Erik Varden, obispo noruego, describe cómo busca el amor el mundo de hoy, cuáles son las claves para vivirlo y por qué María Magdalena sería la «patrona perfecta del siglo XXI»

Si con La explosión de la soledad nos proponía un viaje hacia el descubrimiento de Dios como respuesta al grito de nuestro tiempo, con su último libro, Castidad, Erik Varden aborda un tema muy osado, que al mundo actual puede sonarle a cuestiones viejas de tiempos lejanos. En realidad, ambos títulos tienen un vínculo mucho más profundo de lo que podría parecer. «La castidad es una plenitud», explica el autor, monje cisterciense y desde 2020 obispo de Trondheim en Noruega. «Es una actitud ante las cosas y ante las personas que surge cuando el corazón humano está colmado por ese abrazo que sana y cumple sus expectativas más radicales. Por eso es reductivo hacer coincidir la castidad con un “no hacer” o “no ser”. Porque es un estado de gracia. Es una virtud para todos». Estas palabras invitan a hacer un camino dentro de una sociedad ultrasecularizada, donde las relaciones personales se han convertido en un cenagal, donde nos usamos para llenar un vacío y no para compartir una sobreabundancia.

Parece que las relaciones no pasan por su mejor momento. Muchos análisis coinciden en diagnosticar el individualismo exacerbado como principal causa de síntomas como desconfianza, incomunicación, envidia, soledad. ¿Qué le parece?

* [Lo que se pide]:
Continúa el texto sobre el libro Castidad de Erik Varden a partir del punto en que termina. Los ítems son un material aparte, sin relación con el texto.

* [Extractos de datos]:
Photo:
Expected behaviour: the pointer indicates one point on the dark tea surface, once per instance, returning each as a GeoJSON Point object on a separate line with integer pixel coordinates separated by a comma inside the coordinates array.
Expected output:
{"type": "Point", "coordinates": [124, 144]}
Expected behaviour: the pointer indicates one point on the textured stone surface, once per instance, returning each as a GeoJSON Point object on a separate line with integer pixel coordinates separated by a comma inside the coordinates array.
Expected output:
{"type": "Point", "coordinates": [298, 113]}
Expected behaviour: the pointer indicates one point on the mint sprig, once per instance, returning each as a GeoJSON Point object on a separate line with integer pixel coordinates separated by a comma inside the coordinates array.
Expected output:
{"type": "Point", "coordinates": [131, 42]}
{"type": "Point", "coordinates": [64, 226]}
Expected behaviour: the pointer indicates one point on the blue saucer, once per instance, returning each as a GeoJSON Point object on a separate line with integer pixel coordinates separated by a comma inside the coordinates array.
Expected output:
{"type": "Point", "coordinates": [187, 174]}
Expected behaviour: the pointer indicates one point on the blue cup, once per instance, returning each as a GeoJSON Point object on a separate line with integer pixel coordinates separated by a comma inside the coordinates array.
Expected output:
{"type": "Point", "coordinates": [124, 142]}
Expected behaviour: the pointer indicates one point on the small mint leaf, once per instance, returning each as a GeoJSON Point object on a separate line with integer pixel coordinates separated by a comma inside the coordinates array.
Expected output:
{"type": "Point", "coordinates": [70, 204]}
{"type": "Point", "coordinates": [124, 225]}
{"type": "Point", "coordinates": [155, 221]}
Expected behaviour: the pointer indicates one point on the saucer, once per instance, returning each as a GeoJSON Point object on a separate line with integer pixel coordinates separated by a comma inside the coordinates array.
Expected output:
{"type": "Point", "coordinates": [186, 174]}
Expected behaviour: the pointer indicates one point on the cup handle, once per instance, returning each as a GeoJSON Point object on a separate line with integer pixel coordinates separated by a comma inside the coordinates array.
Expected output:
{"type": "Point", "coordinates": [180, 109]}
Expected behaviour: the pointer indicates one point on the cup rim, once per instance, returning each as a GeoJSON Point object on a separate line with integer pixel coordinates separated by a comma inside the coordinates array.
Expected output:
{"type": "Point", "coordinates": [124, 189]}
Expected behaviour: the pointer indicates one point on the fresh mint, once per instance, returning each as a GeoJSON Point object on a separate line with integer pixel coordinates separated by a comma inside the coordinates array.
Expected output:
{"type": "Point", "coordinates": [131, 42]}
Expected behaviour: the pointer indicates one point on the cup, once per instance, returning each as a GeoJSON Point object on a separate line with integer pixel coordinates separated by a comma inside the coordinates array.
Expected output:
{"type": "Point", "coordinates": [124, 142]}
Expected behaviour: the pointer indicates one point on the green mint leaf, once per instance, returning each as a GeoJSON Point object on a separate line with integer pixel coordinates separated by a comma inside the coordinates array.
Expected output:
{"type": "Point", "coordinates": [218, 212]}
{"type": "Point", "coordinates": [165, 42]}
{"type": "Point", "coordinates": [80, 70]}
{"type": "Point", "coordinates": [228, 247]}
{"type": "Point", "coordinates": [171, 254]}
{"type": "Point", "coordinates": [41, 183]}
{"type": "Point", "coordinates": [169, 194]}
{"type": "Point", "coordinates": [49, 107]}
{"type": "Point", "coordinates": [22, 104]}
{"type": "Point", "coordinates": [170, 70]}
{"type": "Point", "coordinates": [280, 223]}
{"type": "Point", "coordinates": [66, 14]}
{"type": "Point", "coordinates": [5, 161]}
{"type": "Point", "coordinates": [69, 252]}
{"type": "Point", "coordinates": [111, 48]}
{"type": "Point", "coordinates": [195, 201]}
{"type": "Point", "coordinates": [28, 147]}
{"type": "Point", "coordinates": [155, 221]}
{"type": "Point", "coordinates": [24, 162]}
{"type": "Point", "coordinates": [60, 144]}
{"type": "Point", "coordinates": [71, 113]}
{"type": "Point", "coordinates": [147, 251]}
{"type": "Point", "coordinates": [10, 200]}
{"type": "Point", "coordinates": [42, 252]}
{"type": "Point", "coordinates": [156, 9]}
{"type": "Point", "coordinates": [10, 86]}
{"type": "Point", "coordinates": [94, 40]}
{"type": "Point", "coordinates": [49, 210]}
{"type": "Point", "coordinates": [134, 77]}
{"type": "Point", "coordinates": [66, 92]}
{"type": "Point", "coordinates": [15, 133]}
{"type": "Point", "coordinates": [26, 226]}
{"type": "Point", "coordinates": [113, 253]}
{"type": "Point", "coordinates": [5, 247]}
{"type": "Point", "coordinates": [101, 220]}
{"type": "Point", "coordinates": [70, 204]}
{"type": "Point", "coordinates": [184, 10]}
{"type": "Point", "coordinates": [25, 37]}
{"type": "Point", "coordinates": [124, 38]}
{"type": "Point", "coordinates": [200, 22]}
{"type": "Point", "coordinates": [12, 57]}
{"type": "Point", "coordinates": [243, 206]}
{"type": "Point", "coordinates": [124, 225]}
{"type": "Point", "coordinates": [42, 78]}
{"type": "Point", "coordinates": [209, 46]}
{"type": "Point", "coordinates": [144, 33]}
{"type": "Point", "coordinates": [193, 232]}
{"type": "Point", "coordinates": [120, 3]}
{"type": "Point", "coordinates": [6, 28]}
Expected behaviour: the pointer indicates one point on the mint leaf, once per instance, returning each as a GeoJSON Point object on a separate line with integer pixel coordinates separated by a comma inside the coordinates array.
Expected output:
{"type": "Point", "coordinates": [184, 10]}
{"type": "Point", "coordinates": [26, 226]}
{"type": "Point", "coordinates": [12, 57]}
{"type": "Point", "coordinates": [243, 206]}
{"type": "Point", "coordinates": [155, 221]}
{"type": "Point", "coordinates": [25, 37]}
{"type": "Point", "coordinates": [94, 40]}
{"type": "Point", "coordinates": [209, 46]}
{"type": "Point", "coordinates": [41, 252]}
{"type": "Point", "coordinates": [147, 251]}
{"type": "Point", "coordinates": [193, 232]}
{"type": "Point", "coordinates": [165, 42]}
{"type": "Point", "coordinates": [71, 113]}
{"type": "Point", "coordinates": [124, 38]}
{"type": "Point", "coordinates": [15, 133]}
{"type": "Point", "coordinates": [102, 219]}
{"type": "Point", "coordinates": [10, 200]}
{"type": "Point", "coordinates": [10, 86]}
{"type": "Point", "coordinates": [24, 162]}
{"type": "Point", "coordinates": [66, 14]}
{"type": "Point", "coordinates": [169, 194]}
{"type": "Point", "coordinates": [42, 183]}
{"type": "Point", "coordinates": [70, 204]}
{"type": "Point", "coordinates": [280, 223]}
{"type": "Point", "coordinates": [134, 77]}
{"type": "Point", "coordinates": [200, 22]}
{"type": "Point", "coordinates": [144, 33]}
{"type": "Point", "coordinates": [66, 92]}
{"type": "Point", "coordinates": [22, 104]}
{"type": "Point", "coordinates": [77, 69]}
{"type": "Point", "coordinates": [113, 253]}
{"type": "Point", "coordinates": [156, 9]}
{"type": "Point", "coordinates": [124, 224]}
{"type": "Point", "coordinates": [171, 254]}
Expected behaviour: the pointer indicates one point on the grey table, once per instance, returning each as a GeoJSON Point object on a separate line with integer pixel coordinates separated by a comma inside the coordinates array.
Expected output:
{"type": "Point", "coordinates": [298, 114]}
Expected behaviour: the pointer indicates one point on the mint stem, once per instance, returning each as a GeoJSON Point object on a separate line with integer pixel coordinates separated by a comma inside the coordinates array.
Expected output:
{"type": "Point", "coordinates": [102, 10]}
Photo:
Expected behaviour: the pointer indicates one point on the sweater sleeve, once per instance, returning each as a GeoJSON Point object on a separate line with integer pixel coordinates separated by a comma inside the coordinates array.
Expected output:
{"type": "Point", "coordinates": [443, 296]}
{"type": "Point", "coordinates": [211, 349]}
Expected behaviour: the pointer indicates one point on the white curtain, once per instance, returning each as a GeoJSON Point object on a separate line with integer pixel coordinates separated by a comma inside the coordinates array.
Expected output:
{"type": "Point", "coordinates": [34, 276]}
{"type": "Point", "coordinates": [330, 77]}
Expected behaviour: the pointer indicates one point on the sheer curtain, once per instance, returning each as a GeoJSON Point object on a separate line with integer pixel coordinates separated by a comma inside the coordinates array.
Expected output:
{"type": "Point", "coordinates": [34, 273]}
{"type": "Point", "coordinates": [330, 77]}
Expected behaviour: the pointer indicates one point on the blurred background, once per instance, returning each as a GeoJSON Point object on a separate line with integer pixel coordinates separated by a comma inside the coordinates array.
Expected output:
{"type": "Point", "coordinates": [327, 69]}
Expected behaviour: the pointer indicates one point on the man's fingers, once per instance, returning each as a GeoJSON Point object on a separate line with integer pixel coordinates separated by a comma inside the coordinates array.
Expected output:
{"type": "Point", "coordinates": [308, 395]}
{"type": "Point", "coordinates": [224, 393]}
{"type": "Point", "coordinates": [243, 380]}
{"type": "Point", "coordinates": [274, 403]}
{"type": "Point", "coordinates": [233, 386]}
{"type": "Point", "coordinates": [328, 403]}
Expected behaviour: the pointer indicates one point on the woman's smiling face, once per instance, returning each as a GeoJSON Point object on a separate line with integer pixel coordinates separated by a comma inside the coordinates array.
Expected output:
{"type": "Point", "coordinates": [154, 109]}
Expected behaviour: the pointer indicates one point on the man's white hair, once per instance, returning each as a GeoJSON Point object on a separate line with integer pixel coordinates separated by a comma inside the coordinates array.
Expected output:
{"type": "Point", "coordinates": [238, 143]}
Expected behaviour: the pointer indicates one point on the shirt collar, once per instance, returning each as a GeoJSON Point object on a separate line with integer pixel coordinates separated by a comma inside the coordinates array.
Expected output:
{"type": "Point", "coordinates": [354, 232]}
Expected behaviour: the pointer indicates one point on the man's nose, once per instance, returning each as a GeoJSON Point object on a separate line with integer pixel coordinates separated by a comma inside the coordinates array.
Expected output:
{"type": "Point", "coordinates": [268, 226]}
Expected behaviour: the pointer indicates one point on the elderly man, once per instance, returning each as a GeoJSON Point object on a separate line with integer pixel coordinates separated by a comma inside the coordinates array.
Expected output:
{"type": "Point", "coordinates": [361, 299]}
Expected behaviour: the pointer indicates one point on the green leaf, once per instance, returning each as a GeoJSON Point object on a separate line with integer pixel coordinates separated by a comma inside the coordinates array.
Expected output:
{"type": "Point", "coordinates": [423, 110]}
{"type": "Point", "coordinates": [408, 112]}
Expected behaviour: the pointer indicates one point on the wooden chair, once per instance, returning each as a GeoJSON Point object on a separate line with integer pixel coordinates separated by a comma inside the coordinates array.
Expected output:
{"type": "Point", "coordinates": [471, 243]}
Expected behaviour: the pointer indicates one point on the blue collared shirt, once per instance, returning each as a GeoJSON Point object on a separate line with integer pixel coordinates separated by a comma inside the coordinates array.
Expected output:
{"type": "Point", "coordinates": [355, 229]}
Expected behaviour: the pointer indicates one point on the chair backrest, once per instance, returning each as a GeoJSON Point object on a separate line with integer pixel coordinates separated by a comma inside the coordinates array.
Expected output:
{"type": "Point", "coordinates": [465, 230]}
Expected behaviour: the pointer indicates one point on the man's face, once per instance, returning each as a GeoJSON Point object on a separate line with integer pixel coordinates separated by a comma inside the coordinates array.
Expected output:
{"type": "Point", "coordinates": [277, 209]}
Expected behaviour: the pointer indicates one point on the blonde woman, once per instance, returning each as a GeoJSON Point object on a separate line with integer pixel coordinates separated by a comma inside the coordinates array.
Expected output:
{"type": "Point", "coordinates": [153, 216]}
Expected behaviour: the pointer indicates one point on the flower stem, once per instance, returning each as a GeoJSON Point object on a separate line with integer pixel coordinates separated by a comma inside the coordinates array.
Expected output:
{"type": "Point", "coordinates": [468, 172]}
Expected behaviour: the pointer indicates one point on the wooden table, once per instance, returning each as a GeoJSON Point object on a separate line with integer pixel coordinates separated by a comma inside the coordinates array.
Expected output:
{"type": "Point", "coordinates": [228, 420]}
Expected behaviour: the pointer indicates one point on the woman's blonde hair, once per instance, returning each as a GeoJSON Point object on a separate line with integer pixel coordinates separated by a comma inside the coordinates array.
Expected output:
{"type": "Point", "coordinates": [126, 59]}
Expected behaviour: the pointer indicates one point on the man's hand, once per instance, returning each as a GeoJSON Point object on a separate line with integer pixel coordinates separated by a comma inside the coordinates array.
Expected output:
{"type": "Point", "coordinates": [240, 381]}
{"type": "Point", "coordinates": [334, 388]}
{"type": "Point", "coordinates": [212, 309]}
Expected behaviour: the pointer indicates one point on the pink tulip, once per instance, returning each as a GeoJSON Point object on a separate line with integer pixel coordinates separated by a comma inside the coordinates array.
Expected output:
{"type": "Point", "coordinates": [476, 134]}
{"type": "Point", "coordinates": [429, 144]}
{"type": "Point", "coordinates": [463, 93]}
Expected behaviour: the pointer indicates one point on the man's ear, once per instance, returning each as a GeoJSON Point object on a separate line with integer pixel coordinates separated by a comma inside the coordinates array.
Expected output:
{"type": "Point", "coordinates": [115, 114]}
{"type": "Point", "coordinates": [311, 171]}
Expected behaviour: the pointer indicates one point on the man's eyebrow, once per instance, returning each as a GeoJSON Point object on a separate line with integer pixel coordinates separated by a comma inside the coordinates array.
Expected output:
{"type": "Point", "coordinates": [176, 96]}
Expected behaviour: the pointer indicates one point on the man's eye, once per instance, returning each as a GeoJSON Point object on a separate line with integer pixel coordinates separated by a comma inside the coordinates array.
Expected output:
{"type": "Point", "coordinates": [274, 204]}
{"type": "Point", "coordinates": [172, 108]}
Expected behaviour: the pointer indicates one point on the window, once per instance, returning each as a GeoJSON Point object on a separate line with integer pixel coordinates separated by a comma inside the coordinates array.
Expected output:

* [Respuesta del ejercicio]:
Me parece un escenario oscuro. Al menos parcial. Es cierto que esas exacerbaciones se dan, pero también se dan otras tendencias que son muy sanas. Lo que percibo en mi actividad pastoral es una búsqueda de sociabilidad, de comunión, hasta en los contextos más laicos. En Noruega los datos de voluntariado no dejan de crecer. Afloran las ganas de hacer algo con el otro y por el otro. Eso significa que la tendencia individualista posmoderna no lo es todo, también se da la percepción de que vivir encerrado en uno mismo no es un camino que nos lleve a la felicidad.

En un contexto así, ¿qué significa hablar de afectividad, de amor, de amistad?
Me parece crucial sobre todo comprender la amistad. Estamos en una época en que las relaciones íntimas han quedado reducidas a erotismo o sentimentalismo, y eso las hace fugaces, provisionales. En cambio, la amistad tiene un aspecto más racional, es una afinidad electiva. Es un tipo de relación donde es más fácil sorprender ese anhelo por encontrar un fundamento estable y donde se intuye que podemos alimentar y construir nuestra personalidad. En el fondo, la santidad cristiana se identifica como capacidad de amistad. Cristo nos dijo: «Vosotros sois mis amigos. Os he llamado amigos». La amistad es un ámbito privilegiado donde podemos entrenarnos y aprender a vivir todas las demás relaciones.

¿Ve ejemplos de ello en este momento?
Sí, por eso no desespero. Quizás nosotros, en el norte de Europa, donde siempre hemos visto con antelación las diversas tendencias de las sociedades occidentales, hoy estamos saliendo a flote y empezamos a ver la luz al final del túnel. Aunque muchos parecen estar paralizados, el deseo de construir relaciones y reconocerse dependientes unos de otros aparece como un punto irreductible, una semilla de la que puede generarse una novedad que haga el mundo más humano.

En su último libro, Castidad, afirma que debemos «ensanchar infinitamente la amplitud del deseo. Solo así podemos aprender a buscar respuestas proporcionadas a aquello por lo que nuestra carne desfallece y ahorrarnos frustraciones recurrentes». ¿Podría explicar mejor esta dinámica?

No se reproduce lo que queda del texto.